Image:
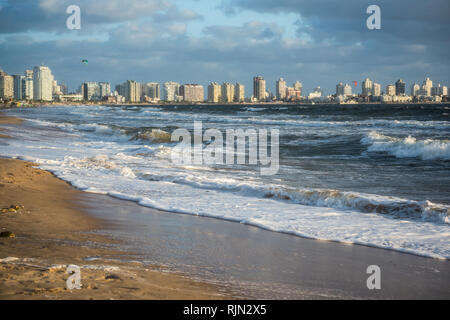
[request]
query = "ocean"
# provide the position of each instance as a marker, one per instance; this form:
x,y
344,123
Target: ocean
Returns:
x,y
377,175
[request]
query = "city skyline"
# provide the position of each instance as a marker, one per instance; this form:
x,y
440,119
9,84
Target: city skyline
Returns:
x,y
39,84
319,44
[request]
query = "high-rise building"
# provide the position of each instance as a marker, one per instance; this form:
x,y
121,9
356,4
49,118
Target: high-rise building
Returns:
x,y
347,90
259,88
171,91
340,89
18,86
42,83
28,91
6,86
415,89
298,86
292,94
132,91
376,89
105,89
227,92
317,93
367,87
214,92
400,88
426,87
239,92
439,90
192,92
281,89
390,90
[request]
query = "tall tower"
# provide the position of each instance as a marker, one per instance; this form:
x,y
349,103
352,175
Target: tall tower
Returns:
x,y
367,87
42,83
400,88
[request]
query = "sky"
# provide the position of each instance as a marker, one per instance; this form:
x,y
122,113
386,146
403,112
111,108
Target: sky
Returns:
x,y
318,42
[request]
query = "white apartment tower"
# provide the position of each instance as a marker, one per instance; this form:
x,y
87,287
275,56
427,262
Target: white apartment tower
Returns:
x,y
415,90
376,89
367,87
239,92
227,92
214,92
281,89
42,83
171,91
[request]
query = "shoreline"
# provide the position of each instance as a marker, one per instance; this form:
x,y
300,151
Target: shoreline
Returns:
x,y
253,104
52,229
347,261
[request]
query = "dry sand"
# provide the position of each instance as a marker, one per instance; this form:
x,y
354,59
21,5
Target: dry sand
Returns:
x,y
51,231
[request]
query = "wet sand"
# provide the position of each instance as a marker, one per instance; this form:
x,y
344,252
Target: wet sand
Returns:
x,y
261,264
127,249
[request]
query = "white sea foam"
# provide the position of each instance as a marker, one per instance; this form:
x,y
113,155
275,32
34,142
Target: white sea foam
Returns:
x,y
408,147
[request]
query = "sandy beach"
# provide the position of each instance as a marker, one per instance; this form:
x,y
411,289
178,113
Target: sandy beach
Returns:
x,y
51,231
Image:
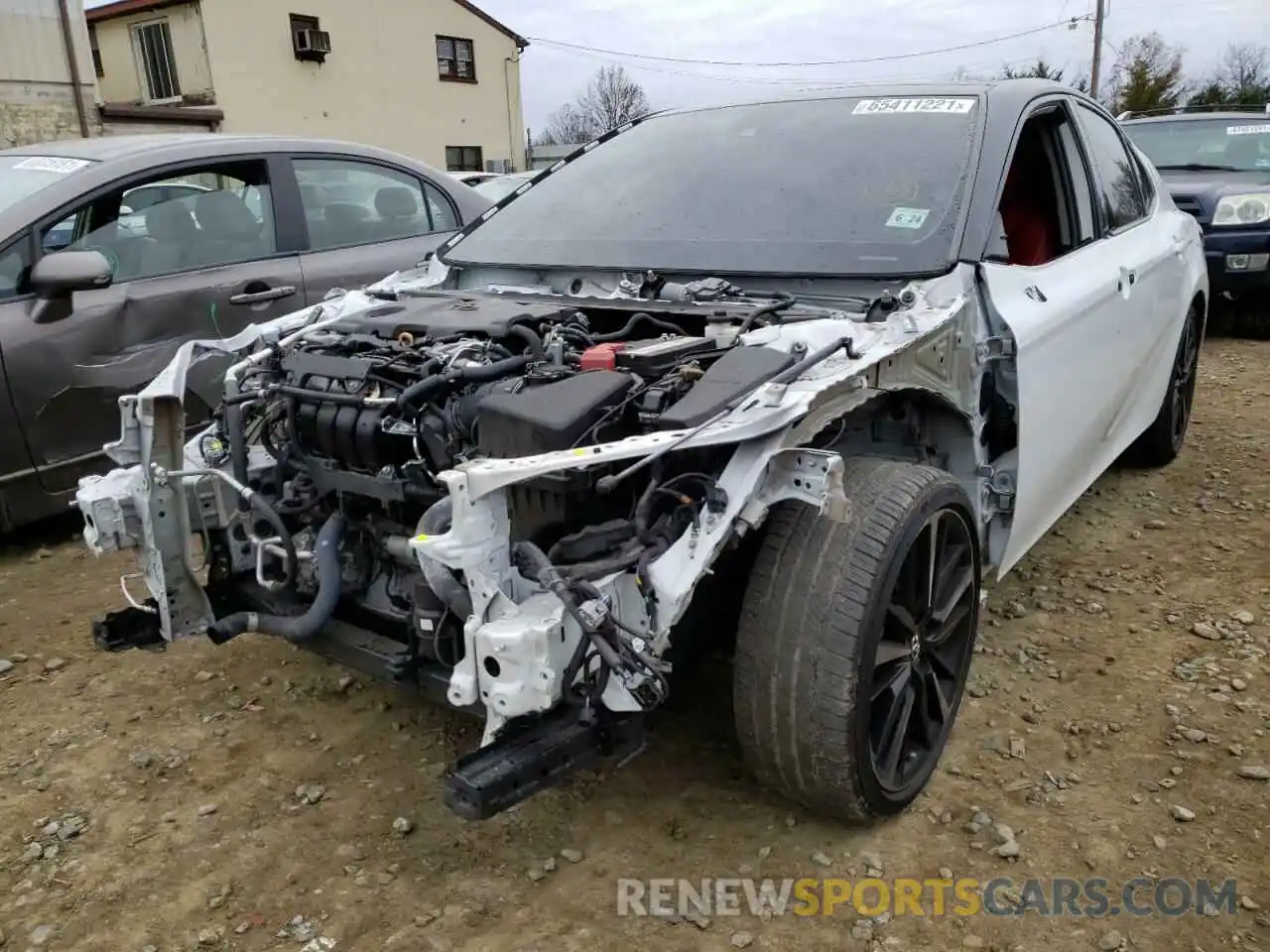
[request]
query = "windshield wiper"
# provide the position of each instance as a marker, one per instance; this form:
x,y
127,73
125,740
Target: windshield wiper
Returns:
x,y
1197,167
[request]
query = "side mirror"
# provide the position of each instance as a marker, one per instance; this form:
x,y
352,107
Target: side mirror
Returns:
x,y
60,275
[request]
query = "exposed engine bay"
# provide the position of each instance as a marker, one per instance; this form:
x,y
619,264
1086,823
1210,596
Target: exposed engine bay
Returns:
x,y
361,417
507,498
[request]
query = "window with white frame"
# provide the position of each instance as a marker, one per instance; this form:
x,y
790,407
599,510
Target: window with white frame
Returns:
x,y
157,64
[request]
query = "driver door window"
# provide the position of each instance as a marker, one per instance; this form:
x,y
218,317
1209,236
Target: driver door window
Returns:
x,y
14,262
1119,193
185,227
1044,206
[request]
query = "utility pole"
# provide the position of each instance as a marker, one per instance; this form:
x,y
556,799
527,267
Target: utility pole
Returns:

---

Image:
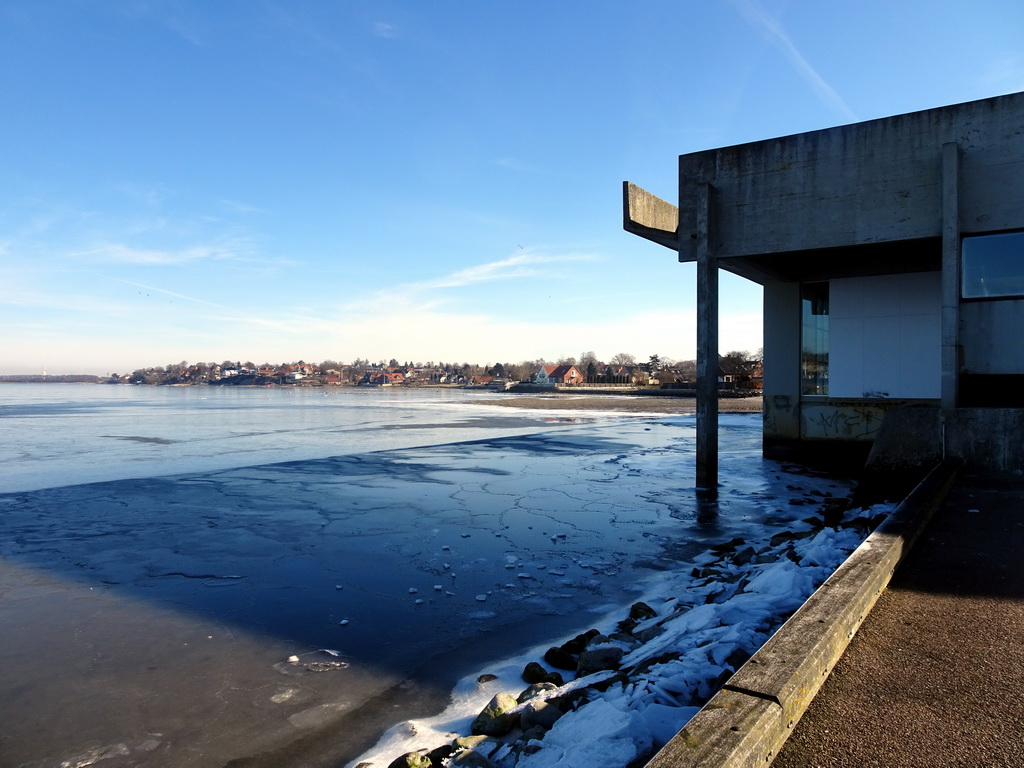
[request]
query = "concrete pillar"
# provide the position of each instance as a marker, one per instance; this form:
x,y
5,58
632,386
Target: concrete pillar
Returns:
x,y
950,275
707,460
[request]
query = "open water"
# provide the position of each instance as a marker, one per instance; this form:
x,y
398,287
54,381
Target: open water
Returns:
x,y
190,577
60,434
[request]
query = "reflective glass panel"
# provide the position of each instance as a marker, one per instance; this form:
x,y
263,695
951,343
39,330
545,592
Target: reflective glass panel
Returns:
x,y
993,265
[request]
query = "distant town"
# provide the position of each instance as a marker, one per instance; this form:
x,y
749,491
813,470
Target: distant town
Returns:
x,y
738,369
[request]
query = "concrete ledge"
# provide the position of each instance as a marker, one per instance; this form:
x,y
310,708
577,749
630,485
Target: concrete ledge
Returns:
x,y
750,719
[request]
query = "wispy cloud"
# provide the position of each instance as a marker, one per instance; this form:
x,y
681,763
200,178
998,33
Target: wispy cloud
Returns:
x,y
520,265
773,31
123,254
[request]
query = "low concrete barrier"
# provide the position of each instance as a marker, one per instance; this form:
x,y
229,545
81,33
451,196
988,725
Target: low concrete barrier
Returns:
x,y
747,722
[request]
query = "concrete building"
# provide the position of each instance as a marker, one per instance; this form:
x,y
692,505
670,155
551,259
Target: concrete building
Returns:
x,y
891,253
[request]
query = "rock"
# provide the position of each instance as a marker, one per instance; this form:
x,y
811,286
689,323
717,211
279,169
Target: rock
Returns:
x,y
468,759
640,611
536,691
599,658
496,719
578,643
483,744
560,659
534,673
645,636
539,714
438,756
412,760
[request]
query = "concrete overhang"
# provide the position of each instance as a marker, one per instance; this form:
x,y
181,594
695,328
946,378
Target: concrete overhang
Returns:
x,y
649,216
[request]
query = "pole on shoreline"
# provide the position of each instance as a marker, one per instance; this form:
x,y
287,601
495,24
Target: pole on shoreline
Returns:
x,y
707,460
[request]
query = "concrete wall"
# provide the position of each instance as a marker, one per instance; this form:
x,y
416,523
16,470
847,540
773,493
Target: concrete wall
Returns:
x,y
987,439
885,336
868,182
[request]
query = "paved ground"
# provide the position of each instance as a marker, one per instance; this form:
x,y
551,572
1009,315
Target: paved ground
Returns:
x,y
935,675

Requirements
Find every line in the rows above that contains the word "rise" and copy each of those lines in full.

Answer to the exercise
query = "high-rise building"
Target: high-rise building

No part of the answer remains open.